• **Goal**
Copy every line of the listing below verbatim, with no changes.

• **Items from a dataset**
══════════════════════════════
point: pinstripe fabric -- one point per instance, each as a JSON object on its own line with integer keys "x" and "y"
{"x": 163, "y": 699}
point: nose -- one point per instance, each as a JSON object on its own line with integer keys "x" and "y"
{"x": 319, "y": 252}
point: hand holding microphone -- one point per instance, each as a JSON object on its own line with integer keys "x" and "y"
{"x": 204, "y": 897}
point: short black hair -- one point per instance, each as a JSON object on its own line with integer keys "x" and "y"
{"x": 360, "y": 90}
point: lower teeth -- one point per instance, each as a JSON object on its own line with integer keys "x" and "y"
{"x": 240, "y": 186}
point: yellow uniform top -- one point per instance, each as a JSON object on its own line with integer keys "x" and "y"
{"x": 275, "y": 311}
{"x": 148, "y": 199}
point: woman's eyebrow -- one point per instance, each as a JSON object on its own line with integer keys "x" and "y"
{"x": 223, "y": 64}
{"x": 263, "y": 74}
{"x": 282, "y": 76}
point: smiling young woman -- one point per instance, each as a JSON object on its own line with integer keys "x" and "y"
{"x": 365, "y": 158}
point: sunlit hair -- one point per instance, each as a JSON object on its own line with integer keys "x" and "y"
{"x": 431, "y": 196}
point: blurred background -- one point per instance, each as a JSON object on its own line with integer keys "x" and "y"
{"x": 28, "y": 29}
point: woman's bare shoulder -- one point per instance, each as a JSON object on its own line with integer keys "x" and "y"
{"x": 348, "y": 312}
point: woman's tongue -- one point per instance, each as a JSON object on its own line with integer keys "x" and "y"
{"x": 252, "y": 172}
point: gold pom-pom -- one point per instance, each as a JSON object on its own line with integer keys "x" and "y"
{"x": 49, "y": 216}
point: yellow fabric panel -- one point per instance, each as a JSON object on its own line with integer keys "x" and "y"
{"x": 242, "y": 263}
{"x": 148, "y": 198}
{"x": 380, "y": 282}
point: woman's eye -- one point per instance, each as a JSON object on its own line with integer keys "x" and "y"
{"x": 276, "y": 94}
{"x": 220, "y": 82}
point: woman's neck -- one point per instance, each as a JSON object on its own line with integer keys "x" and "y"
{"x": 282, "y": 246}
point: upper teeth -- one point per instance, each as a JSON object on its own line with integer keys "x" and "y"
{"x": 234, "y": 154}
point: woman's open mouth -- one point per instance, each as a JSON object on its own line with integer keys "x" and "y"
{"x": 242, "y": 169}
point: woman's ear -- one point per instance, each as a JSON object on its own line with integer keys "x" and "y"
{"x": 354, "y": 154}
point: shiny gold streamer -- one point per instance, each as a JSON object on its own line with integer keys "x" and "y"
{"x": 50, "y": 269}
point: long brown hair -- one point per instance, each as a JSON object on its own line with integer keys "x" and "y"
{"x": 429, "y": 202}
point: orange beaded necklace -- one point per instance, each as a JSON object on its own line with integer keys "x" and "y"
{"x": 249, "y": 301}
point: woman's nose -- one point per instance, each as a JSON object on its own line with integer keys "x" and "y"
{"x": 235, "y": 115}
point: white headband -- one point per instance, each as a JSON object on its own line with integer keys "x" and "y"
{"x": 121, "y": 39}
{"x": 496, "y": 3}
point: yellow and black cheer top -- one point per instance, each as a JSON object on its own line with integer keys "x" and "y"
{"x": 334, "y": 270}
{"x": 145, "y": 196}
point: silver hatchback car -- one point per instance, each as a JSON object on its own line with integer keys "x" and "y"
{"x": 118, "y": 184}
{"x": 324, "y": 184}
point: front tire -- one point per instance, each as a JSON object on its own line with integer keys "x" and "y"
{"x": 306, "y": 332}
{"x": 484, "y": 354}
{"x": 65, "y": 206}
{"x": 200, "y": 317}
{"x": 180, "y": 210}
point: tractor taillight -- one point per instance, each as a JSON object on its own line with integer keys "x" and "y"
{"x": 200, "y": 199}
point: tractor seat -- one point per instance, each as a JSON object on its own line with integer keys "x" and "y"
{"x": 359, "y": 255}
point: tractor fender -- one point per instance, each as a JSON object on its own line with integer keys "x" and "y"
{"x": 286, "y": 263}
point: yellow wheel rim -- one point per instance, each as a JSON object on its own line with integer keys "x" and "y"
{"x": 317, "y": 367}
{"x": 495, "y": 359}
══════════════════════════════
• **Complete answer**
point: pinstripe fabric -- one point per instance, each as a JSON object on its own line with integer keys "x" and "y"
{"x": 163, "y": 699}
point: nose -- one point per instance, each as a JSON object on its own line with integer keys "x" and "y"
{"x": 319, "y": 252}
point: hand holding microphone -- one point per instance, each as a JSON object on its own line with integer keys "x" and "y"
{"x": 204, "y": 897}
point: short black hair -- one point per instance, each as a JSON object on its own line with integer keys "x" and "y"
{"x": 360, "y": 90}
point: lower teeth -- one point per instance, each as a JSON object on its own line with integer keys "x" and "y"
{"x": 240, "y": 186}
point: yellow uniform top -- one point per instance, each as a JSON object on its own line with integer keys "x" and "y"
{"x": 275, "y": 311}
{"x": 148, "y": 199}
point: woman's eyebrow -- one point per instance, each as a JSON object on its own line with integer keys "x" and "y"
{"x": 223, "y": 64}
{"x": 263, "y": 74}
{"x": 282, "y": 76}
point: smiling young woman -- one point per instance, each as a JSON object on its own line with integer keys "x" and "y"
{"x": 365, "y": 158}
point: sunlit hair -- one point per instance, each as a JSON object on its own line with integer keys "x" and "y"
{"x": 431, "y": 196}
point: blurred background -- one point per instance, each as a JSON object on its own line with integer keys "x" and "y"
{"x": 28, "y": 29}
point: woman's bare shoulder -- one point per instance, each as a JSON object on its own line with integer keys "x" and "y"
{"x": 348, "y": 312}
point: woman's tongue -- one point per instance, each as a JSON object on its own line with integer keys "x" and "y"
{"x": 252, "y": 172}
point: gold pom-pom -- one point per instance, each as a JSON object on its own line with integer keys "x" and "y"
{"x": 49, "y": 216}
point: yellow fabric panel -- one point per instance, each as a JSON object on its own line with integer keys "x" and "y"
{"x": 242, "y": 263}
{"x": 148, "y": 198}
{"x": 380, "y": 282}
point: woman's eye -- one point per instance, each as a JSON object on its own line with integer keys "x" and "y"
{"x": 276, "y": 94}
{"x": 220, "y": 82}
point: woman's neck -- one point per instance, each as a JSON object on its own line with integer keys "x" and "y"
{"x": 282, "y": 246}
point: upper teeth -- one point per instance, each as a JSON object on its own line with integer keys "x" and "y"
{"x": 234, "y": 154}
point: woman's open mouth -- one point per instance, each as a JSON object on its own line with integer keys "x" and "y"
{"x": 242, "y": 169}
point: woman's ear -- one point per instance, each as a JSON object on its own line with integer keys "x" and "y"
{"x": 354, "y": 154}
point: shiny gold streamer -- one point per instance, each as a JSON object on its own line with integer keys "x" and "y"
{"x": 50, "y": 269}
point: long brown hair -- one point per instance, each as a JSON object on its own line with integer keys "x" and "y"
{"x": 429, "y": 202}
point: orange beaded necklace -- one point per instance, each as a JSON object on its own line with integer keys "x" and "y"
{"x": 249, "y": 301}
point: woman's nose -- one point per instance, each as a JSON object on its own line with integer keys "x" and "y"
{"x": 235, "y": 115}
point: white headband -- one point per instance, each as a JSON object on its own line with integer keys "x" and "y"
{"x": 121, "y": 39}
{"x": 496, "y": 3}
point: yellow and black cheer top -- one point per instance, each as a JSON object on its own line with integer keys "x" and "y"
{"x": 334, "y": 270}
{"x": 145, "y": 196}
point: silver hatchback car -- one point per instance, each as a JSON object on its own line with integer keys "x" and "y"
{"x": 118, "y": 184}
{"x": 324, "y": 184}
point: front tire -- one point per instance, each as a JSON object on its own line with integer keys "x" and "y"
{"x": 306, "y": 332}
{"x": 484, "y": 354}
{"x": 65, "y": 206}
{"x": 200, "y": 317}
{"x": 180, "y": 210}
point: tractor taillight -- one point per instance, each as a JSON object on its own line with integer keys "x" and "y"
{"x": 200, "y": 199}
point: tractor seat -- one point per instance, each as a JSON object on its own line with integer keys "x" and "y"
{"x": 359, "y": 255}
point: tractor fender -- one point per instance, each as a JSON object on its own line with integer keys "x" and "y"
{"x": 286, "y": 263}
point: yellow wheel rim -- one point per instance, each as a JSON object on its own line with integer keys "x" and "y"
{"x": 317, "y": 367}
{"x": 495, "y": 359}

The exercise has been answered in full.